> _Information supplied_:
- - - - - - -
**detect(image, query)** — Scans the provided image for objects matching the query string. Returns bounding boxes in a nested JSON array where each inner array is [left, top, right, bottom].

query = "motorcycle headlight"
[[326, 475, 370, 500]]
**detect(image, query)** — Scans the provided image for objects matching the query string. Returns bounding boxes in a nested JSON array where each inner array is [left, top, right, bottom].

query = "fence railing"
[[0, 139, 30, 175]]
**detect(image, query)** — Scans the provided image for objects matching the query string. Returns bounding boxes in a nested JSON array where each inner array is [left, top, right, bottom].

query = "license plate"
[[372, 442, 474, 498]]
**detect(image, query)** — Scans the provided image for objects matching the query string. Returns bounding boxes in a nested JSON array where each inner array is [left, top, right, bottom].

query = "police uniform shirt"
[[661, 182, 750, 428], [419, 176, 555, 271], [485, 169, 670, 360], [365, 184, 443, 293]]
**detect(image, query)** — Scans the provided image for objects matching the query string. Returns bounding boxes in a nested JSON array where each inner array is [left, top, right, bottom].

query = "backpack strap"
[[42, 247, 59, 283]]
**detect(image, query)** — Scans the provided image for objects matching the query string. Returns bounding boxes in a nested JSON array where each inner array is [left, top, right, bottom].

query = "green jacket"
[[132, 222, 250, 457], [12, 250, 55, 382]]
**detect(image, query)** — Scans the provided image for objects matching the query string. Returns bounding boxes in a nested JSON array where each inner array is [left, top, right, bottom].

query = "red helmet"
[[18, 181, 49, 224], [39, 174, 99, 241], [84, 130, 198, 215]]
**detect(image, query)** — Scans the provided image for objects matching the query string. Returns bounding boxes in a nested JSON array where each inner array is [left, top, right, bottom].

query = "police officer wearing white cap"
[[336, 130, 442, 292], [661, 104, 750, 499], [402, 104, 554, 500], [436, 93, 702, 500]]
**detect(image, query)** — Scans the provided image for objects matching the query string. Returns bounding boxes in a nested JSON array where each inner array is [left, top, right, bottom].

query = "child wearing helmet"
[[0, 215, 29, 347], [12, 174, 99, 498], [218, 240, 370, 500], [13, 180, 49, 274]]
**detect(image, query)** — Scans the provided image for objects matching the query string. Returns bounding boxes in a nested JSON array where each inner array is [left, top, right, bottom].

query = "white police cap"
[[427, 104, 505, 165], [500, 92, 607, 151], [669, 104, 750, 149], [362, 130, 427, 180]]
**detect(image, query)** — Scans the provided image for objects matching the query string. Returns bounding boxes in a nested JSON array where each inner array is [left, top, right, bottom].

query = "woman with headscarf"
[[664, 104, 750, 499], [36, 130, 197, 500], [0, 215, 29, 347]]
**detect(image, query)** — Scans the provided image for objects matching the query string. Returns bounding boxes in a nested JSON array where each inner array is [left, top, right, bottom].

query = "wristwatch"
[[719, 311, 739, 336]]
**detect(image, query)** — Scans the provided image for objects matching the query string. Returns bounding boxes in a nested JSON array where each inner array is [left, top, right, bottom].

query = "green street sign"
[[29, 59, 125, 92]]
- - - - - - -
> _Description of the task_: Copy the data above word for word.

> _Output of the task_:
**detect(image, query)** — Scans the provided image for objects matching the query string. Returns bounding boxes in a nested JSON array where each inner array is [left, top, right, bottom].

query = "motorcycle headlight"
[[326, 475, 370, 500]]
**detect(image, query)** — Scans the provided image for objects matching the query string. Returns bounding boxes in a nested JSON array where each inner array is [left, top, right, bottom].

query = "fence railing"
[[0, 139, 30, 175]]
**detect(image, query)** — Scans the provided image for objects matching the query string. Returns bounding boxes in a nested JSON array where each inner array is [left, top, right, bottom].

query = "license plate"
[[372, 442, 474, 498]]
**detect(image, query)** — Scans the provided image for objects matching the query string. Returns bounding boxes in a nested JSON array where each inner array is [left, top, right, bottom].

query = "police uniform shirt"
[[661, 182, 750, 428], [419, 176, 555, 271], [485, 169, 670, 360], [365, 184, 443, 293]]
**detect(image, query)** — Scans the provided image for objects matching the query string. Returns bounding boxes in a nested JSON array where each inner array is [left, top, right, bottom].

query = "backpack strap"
[[42, 247, 59, 283]]
**detect(image, query)** — Scans the provided image for objects matching the query string. Returns bounding boxes in a nested JSON array where each inner array is [left, top, right, bottom].

query = "green jacket"
[[132, 222, 250, 457], [12, 250, 55, 382]]
**detect(image, query)** — Scans the provided image for objects matching the query string. Returns bounding boxes in a nested JSON array where each inner array is [left, top, right, bottom].

query = "red helmet"
[[18, 181, 49, 224], [39, 174, 99, 241], [84, 130, 198, 215]]
**detect(image, query)** — Scans the provided image for objects matching the query string. Returns bounding boxes in a nested JSON array where each inner array is [left, top, right, bottom].

query = "police officer wearing white cap"
[[336, 130, 442, 292], [661, 104, 750, 499], [402, 104, 554, 500], [436, 93, 702, 500]]
**detect(image, query)** — Scans the provided image for objects matching the query string. Returns bounding boxes in a nested JSON array where each inner array is [left, top, right, bottom].

query = "child wearing helmet"
[[0, 215, 29, 347], [12, 174, 99, 498], [218, 240, 370, 500], [13, 180, 49, 274]]
**detect(image, query)** — Scans the provided image for objects matching the query string. Returns bounding boxes in a nested JSON array where each inner array is [left, top, right, bottom].

query = "white police cap"
[[427, 104, 505, 165], [500, 92, 607, 151], [669, 104, 750, 149], [362, 130, 427, 180]]
**detect(image, query)** — Scans the provided image for objects matching the query string. Returns bounding boxes in a nested JSON array where each inner array is [left, top, right, bottom].

query = "woman with headscarf"
[[664, 104, 750, 499], [36, 130, 197, 500], [0, 215, 29, 347]]
**detect(image, query)** — Scans the provided image for objects matching the query string. Returns bounding boxes in a nested JSON array where each inner array is [left, top, right, bottom].

query = "wristwatch"
[[719, 311, 739, 336]]
**detect(image, query)** — Scans the provided image for objects matching the query string. Returns bounding boxes in a nested JSON array where each inner array is [left, top, right, bottom].

query = "green street sign"
[[29, 59, 125, 92]]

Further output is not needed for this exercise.